··· Extrait du texte

La démonstration en est faite.
"II est temps de dire que bâtir l'Europe des Douze sur la peur obsessionnelle de la puissance de l'Allemagne est tout de même une bien étrange démarche, proche de la paranoïa. D'autant qu'à force de vouloir faire cette intégration à tout prix, on va finir par faire l'Europe allemande plutôt que de ne pas faire l'Europe du tout, ce qui serait un comble."
C'est un comble. On y est.
Nous avons insisté sur l'étude de ce texte pour montrer que "ce qui doit arriver arrive". les défauts de la construction de l'Euroland étaient parfaitement connus. Le débat n'a pas eu lieu. Ceux qui le portaient ont été éliminés de la vie politique. Même le peuple a été éliminé du jeu : son non au référendum "constitutionnel" à été éliminé par le traité de Lisbonne signé loin de son approbation. Et voici qu'on propose déjà un nouveau traité de Lisbonne.
Est-ce à dire qu'une zone de monnaie unique est impossible en Europe et qu'elle va exploser ou qu'elle doit exploser ?
Nous ne le pensons pas. Mais il faut pour cela ne pas cacher la réalité : une zone monétaire unique implique des disciplines monétaires budgétaires, et sociales coordonnées. On ne peux pas décider d'un côté d'augmenter les déficits, de l'autre de les réduire, d'un côté d'aggraver les charges sur le travail, de l'autre de les réduire, d'un côté de réduire la durée de travail, de l'autre de l'augmenter.
Réduire les écarts une fois creusés impliquent en monnaie unique une politique déflationniste dans l'urgence qui tourne à la panique inefficace.
Une zone monétaire unique suppose qu'une politique commune soit conduite avec tous ces leviers monétaires, financiers, budgétaires et sociaux. Une banque centrale ne disposant que de l'objectif de maintenir la stabilité interne des prix et se moquant du reste est un défi au bon sens.
Les projets transnationaux à long terme y doivent être financés par des empruntés globaux, en l'occurrence des eurobonds. Les investissements nationaux doivent pouvoir être financés par des prêts de la banque centrale., sans imposer le versement d'intérêts aux banques privées qui reçoivent là une manne totalement incompréhensible. En revanche le déficit primaire doit être solidement encadré.

······

Consigne écrite 1
Répondez à ces questions sur l'extrait consacré à la zone euro :
(a) Quel traité a éliminé le non du peuple au référendum « constitutionnel » ?
(b) Quel est le seul objectif dont dispose la banque centrale que critique l'extrait ?
(c) Par quels titres les projets transnationaux à long terme doivent-ils être financés ?
Consigne écrite 2
Présentez en liste JSON de chaînes, une chaîne par ligne et sans les lignes vides, les lignes du listing qui vont de la ligne contenant « of the hillside » jusqu'à la fin du listing, ces deux bornes comprises.

··· Données d'entrée

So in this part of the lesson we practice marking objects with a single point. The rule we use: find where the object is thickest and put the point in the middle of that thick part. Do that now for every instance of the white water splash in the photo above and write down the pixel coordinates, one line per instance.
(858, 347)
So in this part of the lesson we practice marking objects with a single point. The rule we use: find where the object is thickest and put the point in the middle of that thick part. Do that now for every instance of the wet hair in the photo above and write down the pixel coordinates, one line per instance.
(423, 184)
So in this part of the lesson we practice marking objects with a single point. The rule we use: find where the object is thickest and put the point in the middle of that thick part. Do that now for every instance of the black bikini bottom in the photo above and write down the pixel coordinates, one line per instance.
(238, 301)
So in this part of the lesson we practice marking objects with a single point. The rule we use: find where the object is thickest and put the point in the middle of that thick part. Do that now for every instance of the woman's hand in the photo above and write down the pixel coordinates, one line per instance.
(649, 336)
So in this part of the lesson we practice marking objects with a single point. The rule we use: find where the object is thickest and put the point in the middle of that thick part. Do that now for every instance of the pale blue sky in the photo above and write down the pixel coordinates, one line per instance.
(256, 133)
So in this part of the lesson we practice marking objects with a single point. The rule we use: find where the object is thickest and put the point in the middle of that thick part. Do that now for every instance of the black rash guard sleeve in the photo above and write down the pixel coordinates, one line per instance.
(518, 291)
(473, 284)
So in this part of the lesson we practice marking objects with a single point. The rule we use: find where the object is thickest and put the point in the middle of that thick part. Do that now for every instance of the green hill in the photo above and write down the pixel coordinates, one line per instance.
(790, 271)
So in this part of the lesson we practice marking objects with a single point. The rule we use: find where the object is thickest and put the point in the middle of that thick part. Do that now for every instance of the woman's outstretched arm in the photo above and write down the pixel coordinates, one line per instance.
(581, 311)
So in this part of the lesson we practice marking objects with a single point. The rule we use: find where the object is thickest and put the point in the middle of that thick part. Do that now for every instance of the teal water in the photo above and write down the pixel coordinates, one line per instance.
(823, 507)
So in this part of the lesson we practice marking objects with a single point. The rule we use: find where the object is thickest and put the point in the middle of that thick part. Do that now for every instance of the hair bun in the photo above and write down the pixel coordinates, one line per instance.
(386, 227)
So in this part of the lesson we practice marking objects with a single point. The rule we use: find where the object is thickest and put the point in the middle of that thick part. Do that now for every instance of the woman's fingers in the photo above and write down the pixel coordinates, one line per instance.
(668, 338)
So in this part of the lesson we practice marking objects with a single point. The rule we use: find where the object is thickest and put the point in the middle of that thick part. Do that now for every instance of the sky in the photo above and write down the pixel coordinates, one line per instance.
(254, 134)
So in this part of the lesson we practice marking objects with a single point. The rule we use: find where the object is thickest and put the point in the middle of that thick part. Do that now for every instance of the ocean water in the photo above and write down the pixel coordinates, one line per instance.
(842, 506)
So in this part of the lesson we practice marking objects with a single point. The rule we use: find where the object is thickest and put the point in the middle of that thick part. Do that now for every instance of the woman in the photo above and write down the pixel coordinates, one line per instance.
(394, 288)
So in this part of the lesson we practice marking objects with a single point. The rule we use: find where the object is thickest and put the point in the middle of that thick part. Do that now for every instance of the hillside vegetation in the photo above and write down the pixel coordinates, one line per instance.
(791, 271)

······

Réponse 1
(a) Le traité de Lisbonne.
(b) Maintenir la stabilité interne des prix.
(c) Par des eurobonds.

Réponse 2
[
  "So in this part of the lesson we practice marking objects with a single point. The rule we use: find where the object is thickest and put the point in the middle of that thick part. Do that now for every instance of the hillside vegetation in the photo above and write down the pixel coordinates, one line per instance.",
  "(791, 271)"
]